Like the other positions, there are certainly some other names that could be called before the end of day two (Demarkus Lodge, Josh Oliver, KeeSean Johnson, Stanley Morgan Jr.), but I think this group captures the most likely top targets in the draft. It’s a deep and diverse group.

Draft Strategy

So which position should the Titans take at 19? That’s a debate that will rage on from now until the name is called on draft night and it’s one that depends entirely on your point of view of the Titans current roster, the prospects in the draft, and the importance of each position on the football field.

When I look at the Titans current roster, I would say that right guard would currently be the biggest hole on the team. Kevin Pamphile and Corey Levin may turn into a quality starter-level players in 2019, but that’s the spot I would be most concerned with if the season kicked off tomorrow.

Jon Robinson’s draft history has suggested that he will address the biggest hole in his roster on day one of the draft. In 2016, that meant trading back and then trading back up to get Jack Conklin to play right tackle. In 2017, it meant sticking and picking Corey Davis and Adoree’ Jackson in the first round to fill the team’s two biggest need spots. Last year, it was trading up to grab Rashaan Evans to fill a hole caused by Avery Williamson’s departure in free agency. This year, I think that spot is right guard/center.

However, we’ve been saying for months now that this is a special draft class when it comes to defensive line and edge rushing talent and history shows that finding an elite performer outside of the first round as a pass rusher is much more difficult than finding one at these other positions. I broke down the top 20 players at each of the positions we are looking at — interior offensive line, defensive line/edge, and wide receiver/tight end — based on PFF grades for offensive line, pass rush productivity for defensive line/edge, and receiving yards for wide receiver/tight end and found the draft round distribution to be as follows:

Interior Offensive Line

  • 26.7% 1st Round
  • 41.7% 2nd/3rd Round
  • 31.7% 4th Round or later

Defensive Line/Edge Rusher

  • 56.7% 1st Round
  • 23.3% 2nd/3rd Round
  • 20.0% 4th Round or later

Wide Receiver/Tight End

  • 33.3% 1st Round
  • 41.7% 2nd/3rd Round
  • 25.0% 4th Round or later

The first thing that jumps out to me is that the majority of your elite pass rushers come from the first round of the draft. That’s not necessarily surprising, but it’s extremely pronounced when you look at these numbers. If the Titans want to add an impact player at all three of these positions, they’d likely maximize their odds of doing so by taking the pass rusher first and then picking up offensive line and receiver later.
· · ·
• **Your instructions**:
In the draft strategy text, which position on the Titans roster is named as the biggest current hole? The lines after this point have nothing to do with the text.

• **Data records**:
· · ·
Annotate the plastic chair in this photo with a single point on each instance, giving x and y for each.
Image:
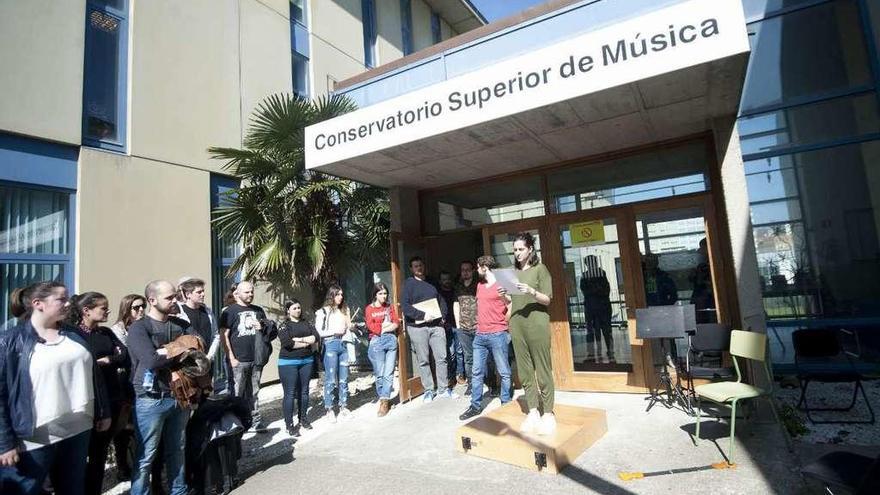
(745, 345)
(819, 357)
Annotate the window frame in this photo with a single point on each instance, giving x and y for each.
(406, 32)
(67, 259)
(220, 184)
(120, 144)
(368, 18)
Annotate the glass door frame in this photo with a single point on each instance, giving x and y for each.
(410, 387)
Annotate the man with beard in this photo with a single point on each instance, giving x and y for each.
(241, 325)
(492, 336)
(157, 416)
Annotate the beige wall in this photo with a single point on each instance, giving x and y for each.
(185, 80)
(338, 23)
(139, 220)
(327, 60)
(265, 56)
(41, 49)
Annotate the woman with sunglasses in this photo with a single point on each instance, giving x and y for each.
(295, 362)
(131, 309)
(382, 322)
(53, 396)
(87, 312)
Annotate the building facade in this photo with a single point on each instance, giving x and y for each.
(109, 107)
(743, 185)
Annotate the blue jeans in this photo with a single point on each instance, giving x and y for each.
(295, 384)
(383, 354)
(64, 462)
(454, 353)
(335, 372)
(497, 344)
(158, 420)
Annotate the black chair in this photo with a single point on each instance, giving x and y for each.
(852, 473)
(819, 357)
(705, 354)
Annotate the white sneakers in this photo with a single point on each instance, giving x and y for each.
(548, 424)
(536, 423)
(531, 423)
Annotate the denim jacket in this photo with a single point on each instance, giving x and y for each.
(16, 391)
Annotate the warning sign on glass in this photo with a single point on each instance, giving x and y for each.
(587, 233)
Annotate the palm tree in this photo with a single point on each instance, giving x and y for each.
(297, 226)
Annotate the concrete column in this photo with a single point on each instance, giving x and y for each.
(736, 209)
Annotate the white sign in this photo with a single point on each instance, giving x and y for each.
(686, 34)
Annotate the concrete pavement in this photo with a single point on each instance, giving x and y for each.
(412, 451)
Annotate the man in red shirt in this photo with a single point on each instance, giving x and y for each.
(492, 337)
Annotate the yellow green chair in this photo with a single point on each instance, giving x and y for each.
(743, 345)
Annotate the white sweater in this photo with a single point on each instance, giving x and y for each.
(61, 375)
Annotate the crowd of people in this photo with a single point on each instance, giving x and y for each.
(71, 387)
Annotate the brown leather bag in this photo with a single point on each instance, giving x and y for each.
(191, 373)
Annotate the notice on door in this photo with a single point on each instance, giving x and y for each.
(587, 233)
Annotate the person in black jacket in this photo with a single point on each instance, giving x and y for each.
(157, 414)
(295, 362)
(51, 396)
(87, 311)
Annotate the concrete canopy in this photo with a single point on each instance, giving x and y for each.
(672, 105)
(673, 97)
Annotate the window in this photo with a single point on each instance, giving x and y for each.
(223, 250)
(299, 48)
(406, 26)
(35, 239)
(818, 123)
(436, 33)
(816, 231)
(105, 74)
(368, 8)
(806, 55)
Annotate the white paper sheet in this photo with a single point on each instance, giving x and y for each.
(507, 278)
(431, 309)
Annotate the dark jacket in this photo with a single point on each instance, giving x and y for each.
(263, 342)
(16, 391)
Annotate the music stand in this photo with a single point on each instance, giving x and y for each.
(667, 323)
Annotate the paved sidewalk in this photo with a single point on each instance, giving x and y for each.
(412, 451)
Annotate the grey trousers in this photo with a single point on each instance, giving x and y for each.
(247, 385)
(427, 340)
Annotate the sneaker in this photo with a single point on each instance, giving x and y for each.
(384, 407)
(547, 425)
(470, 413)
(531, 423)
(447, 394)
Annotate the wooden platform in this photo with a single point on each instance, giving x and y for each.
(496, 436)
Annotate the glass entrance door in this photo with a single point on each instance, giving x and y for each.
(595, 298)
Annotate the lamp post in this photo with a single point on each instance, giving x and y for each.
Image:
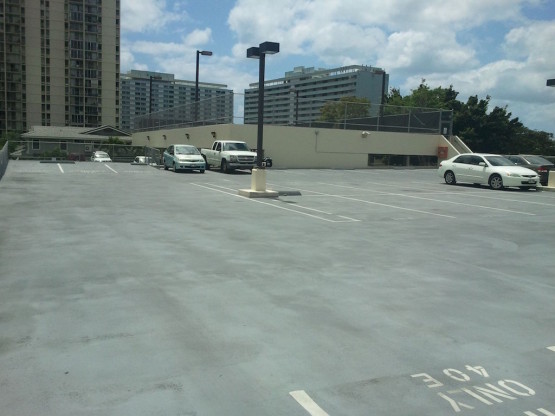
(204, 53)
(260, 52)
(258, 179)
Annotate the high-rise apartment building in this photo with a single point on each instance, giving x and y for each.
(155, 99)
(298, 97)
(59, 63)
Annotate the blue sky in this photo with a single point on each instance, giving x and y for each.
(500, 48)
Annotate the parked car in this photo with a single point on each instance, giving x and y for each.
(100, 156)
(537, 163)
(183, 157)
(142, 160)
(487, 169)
· · ·
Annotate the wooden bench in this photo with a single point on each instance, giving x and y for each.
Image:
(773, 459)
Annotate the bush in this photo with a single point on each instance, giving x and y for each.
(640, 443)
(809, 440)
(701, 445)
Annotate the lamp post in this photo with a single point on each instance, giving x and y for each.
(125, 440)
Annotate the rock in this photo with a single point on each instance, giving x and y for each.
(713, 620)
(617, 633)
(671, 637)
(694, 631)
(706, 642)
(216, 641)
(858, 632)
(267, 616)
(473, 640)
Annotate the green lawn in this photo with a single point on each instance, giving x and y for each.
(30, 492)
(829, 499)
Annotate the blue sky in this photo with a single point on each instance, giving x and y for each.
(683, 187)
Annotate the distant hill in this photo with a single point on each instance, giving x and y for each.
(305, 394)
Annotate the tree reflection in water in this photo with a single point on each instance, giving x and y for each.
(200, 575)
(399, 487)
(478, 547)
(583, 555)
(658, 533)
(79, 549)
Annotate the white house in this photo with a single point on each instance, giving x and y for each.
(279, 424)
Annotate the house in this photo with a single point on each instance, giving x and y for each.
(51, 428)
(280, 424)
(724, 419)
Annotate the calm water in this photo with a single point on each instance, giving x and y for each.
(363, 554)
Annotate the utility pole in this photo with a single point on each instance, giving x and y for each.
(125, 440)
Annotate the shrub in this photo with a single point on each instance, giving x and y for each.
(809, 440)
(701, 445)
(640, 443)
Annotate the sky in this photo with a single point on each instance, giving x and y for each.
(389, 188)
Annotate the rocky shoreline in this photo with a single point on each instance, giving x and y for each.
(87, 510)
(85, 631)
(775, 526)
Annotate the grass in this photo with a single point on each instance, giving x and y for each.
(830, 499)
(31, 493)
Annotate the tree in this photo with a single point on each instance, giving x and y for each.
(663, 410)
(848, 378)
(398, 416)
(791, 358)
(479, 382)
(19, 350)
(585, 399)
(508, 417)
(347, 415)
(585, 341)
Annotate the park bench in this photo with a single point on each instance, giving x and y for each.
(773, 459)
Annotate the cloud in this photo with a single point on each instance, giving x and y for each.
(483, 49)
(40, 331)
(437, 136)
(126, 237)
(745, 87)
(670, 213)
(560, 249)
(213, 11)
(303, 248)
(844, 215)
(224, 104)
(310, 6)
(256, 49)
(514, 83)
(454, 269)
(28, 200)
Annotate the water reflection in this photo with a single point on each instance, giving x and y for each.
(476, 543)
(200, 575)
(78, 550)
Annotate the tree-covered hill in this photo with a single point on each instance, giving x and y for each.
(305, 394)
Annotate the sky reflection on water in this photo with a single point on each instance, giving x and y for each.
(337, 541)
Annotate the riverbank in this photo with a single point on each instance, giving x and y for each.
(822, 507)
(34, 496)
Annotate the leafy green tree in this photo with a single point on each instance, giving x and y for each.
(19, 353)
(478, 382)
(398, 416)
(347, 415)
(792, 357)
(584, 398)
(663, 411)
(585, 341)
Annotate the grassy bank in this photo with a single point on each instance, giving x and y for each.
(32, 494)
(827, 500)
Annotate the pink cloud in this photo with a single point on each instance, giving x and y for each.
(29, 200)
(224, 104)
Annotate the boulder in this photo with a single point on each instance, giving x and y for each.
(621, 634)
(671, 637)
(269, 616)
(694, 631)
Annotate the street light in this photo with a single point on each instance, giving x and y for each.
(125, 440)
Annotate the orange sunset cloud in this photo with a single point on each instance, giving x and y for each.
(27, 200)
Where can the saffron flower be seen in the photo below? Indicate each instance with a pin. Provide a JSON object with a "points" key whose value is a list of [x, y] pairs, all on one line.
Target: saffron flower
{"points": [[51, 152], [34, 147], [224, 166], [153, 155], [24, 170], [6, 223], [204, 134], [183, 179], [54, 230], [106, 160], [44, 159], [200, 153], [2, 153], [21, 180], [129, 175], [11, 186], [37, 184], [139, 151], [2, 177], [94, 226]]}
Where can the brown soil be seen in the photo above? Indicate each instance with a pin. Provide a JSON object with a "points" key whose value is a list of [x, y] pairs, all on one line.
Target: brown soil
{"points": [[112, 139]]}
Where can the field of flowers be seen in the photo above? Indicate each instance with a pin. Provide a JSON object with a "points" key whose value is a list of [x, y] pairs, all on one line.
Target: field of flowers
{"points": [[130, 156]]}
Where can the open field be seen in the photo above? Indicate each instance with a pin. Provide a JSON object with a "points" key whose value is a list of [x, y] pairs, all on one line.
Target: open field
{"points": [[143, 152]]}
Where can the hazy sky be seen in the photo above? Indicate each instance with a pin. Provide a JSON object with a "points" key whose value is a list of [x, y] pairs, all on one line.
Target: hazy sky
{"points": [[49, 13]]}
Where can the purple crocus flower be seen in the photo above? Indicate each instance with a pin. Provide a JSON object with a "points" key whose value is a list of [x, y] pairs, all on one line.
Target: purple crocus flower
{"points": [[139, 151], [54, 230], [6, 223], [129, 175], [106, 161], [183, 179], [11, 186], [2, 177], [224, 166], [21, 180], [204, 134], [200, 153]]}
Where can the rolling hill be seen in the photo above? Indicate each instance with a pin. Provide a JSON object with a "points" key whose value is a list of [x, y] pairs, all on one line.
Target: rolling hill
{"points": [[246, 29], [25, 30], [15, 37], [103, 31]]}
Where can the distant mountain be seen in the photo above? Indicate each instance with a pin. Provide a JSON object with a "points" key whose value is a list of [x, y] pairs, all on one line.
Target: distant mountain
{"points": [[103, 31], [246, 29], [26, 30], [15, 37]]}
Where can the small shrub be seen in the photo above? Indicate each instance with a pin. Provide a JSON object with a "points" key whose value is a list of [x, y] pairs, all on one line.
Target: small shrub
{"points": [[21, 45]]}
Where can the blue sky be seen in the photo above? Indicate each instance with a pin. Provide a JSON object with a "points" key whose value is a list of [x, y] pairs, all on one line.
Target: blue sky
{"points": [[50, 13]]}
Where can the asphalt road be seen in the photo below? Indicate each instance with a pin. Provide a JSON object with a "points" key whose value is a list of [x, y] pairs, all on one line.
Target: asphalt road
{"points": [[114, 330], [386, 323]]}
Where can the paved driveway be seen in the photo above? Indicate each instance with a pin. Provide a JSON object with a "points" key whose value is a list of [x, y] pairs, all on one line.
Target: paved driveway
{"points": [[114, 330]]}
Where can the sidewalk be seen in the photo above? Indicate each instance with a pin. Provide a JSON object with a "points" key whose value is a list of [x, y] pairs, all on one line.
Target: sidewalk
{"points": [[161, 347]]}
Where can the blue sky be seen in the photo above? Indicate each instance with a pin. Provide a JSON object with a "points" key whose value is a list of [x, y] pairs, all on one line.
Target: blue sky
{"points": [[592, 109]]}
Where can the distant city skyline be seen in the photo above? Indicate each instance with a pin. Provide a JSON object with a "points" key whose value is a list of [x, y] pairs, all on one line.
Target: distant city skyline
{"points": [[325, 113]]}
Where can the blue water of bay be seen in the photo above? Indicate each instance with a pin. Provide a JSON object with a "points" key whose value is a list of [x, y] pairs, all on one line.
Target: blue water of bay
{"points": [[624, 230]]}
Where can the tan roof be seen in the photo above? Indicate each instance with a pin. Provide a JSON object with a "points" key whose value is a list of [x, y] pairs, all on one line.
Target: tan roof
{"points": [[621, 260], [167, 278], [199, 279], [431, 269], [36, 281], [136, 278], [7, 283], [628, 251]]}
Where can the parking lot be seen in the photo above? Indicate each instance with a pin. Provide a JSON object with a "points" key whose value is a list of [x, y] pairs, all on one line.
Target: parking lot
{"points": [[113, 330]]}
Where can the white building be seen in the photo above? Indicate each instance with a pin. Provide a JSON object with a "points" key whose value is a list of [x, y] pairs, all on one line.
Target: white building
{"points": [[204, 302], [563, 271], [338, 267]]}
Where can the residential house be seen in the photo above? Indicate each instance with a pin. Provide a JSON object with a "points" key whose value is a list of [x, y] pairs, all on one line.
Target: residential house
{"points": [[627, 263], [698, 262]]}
· · ·
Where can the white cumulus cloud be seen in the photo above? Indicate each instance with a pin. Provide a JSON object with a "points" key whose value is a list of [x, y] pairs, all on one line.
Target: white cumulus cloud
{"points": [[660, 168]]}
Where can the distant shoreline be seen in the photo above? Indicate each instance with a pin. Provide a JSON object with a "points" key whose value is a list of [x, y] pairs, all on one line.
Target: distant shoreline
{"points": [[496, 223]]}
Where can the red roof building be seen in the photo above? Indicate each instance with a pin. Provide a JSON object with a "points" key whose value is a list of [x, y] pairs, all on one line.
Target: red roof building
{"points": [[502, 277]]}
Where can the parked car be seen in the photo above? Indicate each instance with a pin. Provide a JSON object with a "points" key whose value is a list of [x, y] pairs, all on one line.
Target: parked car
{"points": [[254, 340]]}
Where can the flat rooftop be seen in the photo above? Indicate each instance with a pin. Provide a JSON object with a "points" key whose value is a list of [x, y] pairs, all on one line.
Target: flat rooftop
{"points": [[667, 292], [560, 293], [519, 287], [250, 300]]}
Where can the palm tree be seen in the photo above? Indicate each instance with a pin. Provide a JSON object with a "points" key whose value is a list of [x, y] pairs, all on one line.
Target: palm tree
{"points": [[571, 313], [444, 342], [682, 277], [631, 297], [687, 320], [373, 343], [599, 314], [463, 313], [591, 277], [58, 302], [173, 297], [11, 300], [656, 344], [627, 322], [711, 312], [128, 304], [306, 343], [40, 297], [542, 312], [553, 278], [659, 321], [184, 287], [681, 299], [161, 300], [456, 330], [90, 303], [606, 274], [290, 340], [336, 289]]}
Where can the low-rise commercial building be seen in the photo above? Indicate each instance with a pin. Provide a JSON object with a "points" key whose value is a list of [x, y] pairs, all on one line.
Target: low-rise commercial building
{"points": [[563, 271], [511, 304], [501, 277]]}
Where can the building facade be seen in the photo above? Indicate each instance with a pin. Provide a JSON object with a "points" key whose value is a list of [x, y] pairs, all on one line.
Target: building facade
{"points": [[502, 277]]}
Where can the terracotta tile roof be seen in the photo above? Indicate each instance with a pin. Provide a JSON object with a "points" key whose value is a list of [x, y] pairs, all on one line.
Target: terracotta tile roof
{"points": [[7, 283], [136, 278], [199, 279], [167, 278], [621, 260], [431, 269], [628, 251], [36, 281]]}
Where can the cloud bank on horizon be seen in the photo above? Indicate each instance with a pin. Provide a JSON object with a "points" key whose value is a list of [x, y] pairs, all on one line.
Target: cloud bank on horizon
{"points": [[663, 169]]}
· · ·
• **Answer for this exercise**:
Right guard.